Records excerpted from a collection:

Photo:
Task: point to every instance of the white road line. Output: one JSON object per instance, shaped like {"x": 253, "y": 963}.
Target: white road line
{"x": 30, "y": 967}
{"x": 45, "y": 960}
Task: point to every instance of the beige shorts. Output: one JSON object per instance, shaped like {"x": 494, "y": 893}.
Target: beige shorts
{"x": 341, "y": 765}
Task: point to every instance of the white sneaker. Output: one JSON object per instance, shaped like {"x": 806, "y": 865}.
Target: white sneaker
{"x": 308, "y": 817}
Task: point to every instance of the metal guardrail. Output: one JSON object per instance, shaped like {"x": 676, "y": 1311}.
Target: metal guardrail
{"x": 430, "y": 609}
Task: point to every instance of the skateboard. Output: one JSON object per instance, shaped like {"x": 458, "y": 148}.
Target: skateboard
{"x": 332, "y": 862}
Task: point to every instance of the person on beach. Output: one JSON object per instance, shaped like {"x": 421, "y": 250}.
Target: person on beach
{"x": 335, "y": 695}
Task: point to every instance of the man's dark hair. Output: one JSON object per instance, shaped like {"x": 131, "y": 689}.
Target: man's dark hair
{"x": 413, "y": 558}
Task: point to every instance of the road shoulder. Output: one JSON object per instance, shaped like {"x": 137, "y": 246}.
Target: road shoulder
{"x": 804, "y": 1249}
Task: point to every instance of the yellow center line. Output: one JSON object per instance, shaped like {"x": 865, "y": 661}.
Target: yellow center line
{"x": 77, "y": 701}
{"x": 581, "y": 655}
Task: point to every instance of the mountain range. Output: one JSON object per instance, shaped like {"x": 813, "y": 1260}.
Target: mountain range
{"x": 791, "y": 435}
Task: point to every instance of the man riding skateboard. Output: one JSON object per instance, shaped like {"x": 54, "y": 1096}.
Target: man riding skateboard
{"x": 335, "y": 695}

BRIEF => Please go through each line of the data and count those that contain the string "Task"; give that number alone.

RESPONSE TO THIS EXERCISE => 11